- [AIM OF THE EXERCISE]: Each record listed below is to be output exactly as written.

- [GIVEN INFORMATION]:
- - - - - - -

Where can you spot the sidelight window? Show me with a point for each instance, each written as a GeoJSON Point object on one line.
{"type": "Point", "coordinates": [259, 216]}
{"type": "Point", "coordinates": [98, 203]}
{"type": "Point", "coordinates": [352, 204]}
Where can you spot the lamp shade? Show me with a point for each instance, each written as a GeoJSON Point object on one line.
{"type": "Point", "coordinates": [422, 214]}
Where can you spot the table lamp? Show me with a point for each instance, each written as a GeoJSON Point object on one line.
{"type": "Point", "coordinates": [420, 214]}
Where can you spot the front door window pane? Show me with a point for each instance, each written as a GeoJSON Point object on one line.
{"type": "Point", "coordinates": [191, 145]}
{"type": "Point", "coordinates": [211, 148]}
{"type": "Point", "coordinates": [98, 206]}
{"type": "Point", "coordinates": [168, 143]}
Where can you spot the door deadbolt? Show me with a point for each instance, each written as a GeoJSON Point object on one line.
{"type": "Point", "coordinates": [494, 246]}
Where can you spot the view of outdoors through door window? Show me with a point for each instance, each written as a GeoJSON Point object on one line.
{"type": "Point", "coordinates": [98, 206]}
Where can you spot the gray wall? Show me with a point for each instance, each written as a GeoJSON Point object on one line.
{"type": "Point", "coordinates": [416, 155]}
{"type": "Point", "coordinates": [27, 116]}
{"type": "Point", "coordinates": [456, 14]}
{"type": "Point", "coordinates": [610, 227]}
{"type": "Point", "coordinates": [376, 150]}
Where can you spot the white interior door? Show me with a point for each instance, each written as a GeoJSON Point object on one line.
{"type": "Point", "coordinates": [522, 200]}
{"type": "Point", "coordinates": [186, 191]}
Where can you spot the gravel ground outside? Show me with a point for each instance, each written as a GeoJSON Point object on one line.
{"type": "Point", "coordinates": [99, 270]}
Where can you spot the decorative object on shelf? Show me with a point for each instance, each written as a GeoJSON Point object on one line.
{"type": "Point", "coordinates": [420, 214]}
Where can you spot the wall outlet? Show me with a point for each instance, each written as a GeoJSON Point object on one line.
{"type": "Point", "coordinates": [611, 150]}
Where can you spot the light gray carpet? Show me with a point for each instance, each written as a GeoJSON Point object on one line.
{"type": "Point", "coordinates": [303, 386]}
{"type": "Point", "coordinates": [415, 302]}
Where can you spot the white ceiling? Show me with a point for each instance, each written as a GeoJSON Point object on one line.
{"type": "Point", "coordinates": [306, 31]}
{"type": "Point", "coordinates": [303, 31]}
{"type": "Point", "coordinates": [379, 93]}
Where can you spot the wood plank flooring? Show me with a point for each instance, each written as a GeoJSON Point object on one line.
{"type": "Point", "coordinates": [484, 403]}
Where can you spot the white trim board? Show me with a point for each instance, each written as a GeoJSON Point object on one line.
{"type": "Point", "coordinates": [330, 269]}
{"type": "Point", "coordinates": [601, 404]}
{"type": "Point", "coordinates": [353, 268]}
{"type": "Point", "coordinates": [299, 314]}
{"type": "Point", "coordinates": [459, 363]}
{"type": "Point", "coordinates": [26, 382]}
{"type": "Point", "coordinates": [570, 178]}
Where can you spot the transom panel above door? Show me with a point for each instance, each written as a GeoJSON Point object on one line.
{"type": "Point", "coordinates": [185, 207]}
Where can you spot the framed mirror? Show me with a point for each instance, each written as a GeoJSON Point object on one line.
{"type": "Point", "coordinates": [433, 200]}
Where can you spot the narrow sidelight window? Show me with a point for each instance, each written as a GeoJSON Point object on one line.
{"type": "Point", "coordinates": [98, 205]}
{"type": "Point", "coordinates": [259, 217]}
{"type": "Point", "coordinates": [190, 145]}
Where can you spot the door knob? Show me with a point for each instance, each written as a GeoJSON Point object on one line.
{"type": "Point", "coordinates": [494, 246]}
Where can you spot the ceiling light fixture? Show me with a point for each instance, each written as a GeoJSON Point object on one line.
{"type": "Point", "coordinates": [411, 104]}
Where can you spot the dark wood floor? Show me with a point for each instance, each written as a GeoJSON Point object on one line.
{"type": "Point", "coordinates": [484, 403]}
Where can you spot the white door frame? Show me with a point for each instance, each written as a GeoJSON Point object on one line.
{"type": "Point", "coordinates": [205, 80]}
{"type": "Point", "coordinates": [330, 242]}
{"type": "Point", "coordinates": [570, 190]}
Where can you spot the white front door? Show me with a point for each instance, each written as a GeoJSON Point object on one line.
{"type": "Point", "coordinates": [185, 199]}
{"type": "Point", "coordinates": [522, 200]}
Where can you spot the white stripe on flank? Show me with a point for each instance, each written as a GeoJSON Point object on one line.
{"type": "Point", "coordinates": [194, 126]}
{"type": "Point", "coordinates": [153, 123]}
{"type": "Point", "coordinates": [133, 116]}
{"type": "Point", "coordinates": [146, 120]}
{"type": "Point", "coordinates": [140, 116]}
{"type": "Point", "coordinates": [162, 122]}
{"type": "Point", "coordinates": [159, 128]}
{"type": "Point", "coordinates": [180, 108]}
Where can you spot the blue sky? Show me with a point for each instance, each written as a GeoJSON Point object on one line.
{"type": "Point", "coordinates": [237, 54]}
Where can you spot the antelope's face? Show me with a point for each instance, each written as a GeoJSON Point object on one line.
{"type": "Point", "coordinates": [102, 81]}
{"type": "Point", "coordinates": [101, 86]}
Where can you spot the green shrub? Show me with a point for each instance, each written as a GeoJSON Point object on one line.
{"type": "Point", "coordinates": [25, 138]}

- - - - - - -

- [TASK OUTPUT]:
Where can you spot the sidelight window? Show me with a point for each instance, each written as a GeoJSON Point object on one line.
{"type": "Point", "coordinates": [259, 216]}
{"type": "Point", "coordinates": [98, 203]}
{"type": "Point", "coordinates": [352, 204]}
Where can you spot the lamp shade? Show me with a point for each instance, each written as a GeoJSON Point object on one line.
{"type": "Point", "coordinates": [422, 214]}
Where can you spot the table lamp? Show me with a point for each instance, each written as a GeoJSON Point object on one line.
{"type": "Point", "coordinates": [420, 214]}
Where can you spot the front door window pane? Show me with a point for each instance, each written as a GeoJSON Point object on one line.
{"type": "Point", "coordinates": [191, 145]}
{"type": "Point", "coordinates": [211, 148]}
{"type": "Point", "coordinates": [98, 206]}
{"type": "Point", "coordinates": [168, 143]}
Where can you spot the door deadbolt? Show me with a point for each instance, each written as a GeoJSON Point object on one line.
{"type": "Point", "coordinates": [494, 246]}
Where can you spot the view of outdoors through door window? Show me with a point for each instance, each written as a GeoJSON Point object on one line.
{"type": "Point", "coordinates": [98, 206]}
Where can you spot the gray wall? Show me with a point for each instance, each written as a GeoJSON Point object on one line.
{"type": "Point", "coordinates": [416, 155]}
{"type": "Point", "coordinates": [27, 116]}
{"type": "Point", "coordinates": [456, 14]}
{"type": "Point", "coordinates": [610, 227]}
{"type": "Point", "coordinates": [376, 150]}
Where can you spot the white interior door? Show me with a point for each instance, each written as a GeoJSON Point object on one line.
{"type": "Point", "coordinates": [522, 200]}
{"type": "Point", "coordinates": [186, 191]}
Where can you spot the gravel ground outside? Show me with a point for each instance, each written as a GeoJSON Point object on one line.
{"type": "Point", "coordinates": [99, 270]}
Where can you spot the decorative object on shelf? Show me with a point for each instance, each written as a GeoJSON Point object on one line.
{"type": "Point", "coordinates": [420, 214]}
Where can you spot the wall outlet? Show me with a point for each instance, each written as a GeoJSON Point object on one line.
{"type": "Point", "coordinates": [611, 150]}
Where can you spot the light gray carpet? Show me with a point for each instance, each written as a GeoJSON Point object on one line.
{"type": "Point", "coordinates": [303, 386]}
{"type": "Point", "coordinates": [415, 302]}
Where can you spot the white ceiling? Show me with a point for each instance, each written as a GeoJSON Point object on one line.
{"type": "Point", "coordinates": [306, 31]}
{"type": "Point", "coordinates": [303, 31]}
{"type": "Point", "coordinates": [379, 93]}
Where can you spot the wood plank flooring? Show me with a point for each instance, each written as a GeoJSON Point object on one line.
{"type": "Point", "coordinates": [484, 403]}
Where can you spot the white trim board? Show me with a point for each instance, each written as a GeoJSON Point object on one line.
{"type": "Point", "coordinates": [330, 269]}
{"type": "Point", "coordinates": [601, 404]}
{"type": "Point", "coordinates": [353, 268]}
{"type": "Point", "coordinates": [299, 314]}
{"type": "Point", "coordinates": [459, 363]}
{"type": "Point", "coordinates": [26, 382]}
{"type": "Point", "coordinates": [570, 178]}
Where can you spot the transom panel above door? Show me with a point for each instance, each written as a GeoJSON Point object on one line.
{"type": "Point", "coordinates": [185, 207]}
Where can you spot the framed mirror? Show me with a point for each instance, each written as a GeoJSON Point object on one line.
{"type": "Point", "coordinates": [433, 200]}
Where can you spot the narrow sidelight window? Show me with a point for each instance, each written as a GeoJSON Point object on one line.
{"type": "Point", "coordinates": [98, 205]}
{"type": "Point", "coordinates": [259, 217]}
{"type": "Point", "coordinates": [190, 145]}
Where can you spot the door knob? Show me with a point for each instance, each written as a GeoJSON Point object on one line.
{"type": "Point", "coordinates": [494, 246]}
Where can you spot the ceiling light fixture? Show me with a point for each instance, each written as a GeoJSON Point object on one line.
{"type": "Point", "coordinates": [411, 104]}
Where can you spot the dark wood floor? Show me with a point for each instance, each written as a GeoJSON Point object on one line.
{"type": "Point", "coordinates": [484, 403]}
Where can you spot the white door frame? Show me with a point for each instance, each written as a GeoJSON Point object on one line.
{"type": "Point", "coordinates": [205, 80]}
{"type": "Point", "coordinates": [330, 242]}
{"type": "Point", "coordinates": [570, 190]}
Where can you spot the white front door? Show me with a point for each instance, each written as a GeoJSON Point object on one line.
{"type": "Point", "coordinates": [185, 199]}
{"type": "Point", "coordinates": [522, 200]}
Where can you spot the white stripe on flank? Show me with a point for each instance, each written as a GeoJSON Point object on one line.
{"type": "Point", "coordinates": [194, 126]}
{"type": "Point", "coordinates": [153, 123]}
{"type": "Point", "coordinates": [133, 116]}
{"type": "Point", "coordinates": [146, 120]}
{"type": "Point", "coordinates": [140, 116]}
{"type": "Point", "coordinates": [162, 122]}
{"type": "Point", "coordinates": [159, 128]}
{"type": "Point", "coordinates": [180, 108]}
Where can you spot the blue sky? Show me with a point for each instance, each written as a GeoJSON Point object on one line.
{"type": "Point", "coordinates": [237, 54]}
Where can you spot the antelope's face? Show me with a point for each instance, each written as a GeoJSON Point object on one line.
{"type": "Point", "coordinates": [102, 81]}
{"type": "Point", "coordinates": [101, 86]}
Where can you spot the green shrub? Show me with a point for each instance, each written as a GeoJSON Point object on one line.
{"type": "Point", "coordinates": [25, 138]}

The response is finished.